TASK OBJECTIVE »
Where the listing below has a line with "positive clicks: (220, 100) (240, 100)", write out exactly that line and every line after it, stopping after the line with "box: [4, 80, 25, 107]".

+ + + +

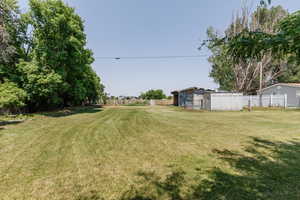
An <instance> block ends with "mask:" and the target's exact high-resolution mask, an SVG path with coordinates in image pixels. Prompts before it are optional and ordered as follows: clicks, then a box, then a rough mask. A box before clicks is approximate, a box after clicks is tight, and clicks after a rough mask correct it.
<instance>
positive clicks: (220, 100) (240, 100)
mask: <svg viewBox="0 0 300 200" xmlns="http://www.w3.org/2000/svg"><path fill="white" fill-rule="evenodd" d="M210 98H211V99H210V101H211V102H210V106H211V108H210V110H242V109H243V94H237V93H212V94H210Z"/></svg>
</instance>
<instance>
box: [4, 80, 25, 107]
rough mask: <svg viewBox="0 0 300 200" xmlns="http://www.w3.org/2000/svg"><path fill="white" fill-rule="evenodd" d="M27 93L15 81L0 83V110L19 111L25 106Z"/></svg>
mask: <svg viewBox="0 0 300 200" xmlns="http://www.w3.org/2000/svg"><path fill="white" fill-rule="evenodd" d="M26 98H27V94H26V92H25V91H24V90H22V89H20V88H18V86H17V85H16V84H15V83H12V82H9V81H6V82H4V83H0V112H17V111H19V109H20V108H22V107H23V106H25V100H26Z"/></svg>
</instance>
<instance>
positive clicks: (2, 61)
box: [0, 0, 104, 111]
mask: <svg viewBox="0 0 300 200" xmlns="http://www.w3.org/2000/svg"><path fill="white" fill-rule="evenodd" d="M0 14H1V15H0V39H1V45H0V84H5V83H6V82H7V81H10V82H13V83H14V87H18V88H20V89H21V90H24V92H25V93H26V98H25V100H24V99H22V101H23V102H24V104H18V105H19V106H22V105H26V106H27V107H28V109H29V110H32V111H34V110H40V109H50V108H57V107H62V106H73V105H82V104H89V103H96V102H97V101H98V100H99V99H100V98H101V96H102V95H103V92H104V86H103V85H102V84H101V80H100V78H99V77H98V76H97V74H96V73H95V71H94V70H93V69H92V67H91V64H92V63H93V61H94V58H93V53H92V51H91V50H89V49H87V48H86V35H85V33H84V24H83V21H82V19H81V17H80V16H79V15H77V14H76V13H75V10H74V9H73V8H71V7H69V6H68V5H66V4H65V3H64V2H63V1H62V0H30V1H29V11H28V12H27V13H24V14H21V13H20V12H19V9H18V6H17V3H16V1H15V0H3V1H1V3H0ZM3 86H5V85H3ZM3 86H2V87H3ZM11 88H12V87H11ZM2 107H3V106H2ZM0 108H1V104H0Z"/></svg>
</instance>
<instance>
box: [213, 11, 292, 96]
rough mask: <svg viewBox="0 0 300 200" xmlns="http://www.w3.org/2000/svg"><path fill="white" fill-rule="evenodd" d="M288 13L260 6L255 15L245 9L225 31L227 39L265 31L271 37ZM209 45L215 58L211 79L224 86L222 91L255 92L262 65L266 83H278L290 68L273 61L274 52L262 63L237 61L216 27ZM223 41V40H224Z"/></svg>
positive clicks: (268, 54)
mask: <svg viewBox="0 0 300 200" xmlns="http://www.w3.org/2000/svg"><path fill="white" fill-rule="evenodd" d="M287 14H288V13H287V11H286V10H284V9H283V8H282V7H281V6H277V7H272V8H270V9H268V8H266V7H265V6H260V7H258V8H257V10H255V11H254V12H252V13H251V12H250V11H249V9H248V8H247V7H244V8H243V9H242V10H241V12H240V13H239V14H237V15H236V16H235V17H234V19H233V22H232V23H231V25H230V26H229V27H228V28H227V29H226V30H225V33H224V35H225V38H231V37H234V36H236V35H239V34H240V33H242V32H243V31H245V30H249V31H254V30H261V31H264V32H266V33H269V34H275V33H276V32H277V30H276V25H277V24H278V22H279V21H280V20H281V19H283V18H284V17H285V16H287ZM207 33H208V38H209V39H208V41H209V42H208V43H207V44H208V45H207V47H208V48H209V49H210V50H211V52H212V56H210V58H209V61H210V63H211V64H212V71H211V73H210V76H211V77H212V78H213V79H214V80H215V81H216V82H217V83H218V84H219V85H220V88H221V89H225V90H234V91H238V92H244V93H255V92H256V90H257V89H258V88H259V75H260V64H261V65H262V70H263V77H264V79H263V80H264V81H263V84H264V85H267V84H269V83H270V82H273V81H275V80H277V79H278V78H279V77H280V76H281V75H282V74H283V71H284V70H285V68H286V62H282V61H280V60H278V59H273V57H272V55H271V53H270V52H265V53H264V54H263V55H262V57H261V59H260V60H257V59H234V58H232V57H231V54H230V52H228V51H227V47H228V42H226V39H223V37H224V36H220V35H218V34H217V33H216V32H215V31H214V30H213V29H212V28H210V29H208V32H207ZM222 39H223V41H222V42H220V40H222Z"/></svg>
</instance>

+ + + +

SOLUTION FOR THIS TASK »
positive clicks: (220, 100) (240, 100)
mask: <svg viewBox="0 0 300 200" xmlns="http://www.w3.org/2000/svg"><path fill="white" fill-rule="evenodd" d="M210 98H211V99H210V101H211V102H210V106H211V108H210V110H242V109H243V94H237V93H212V94H210Z"/></svg>
</instance>
<instance>
box: [4, 80, 25, 107]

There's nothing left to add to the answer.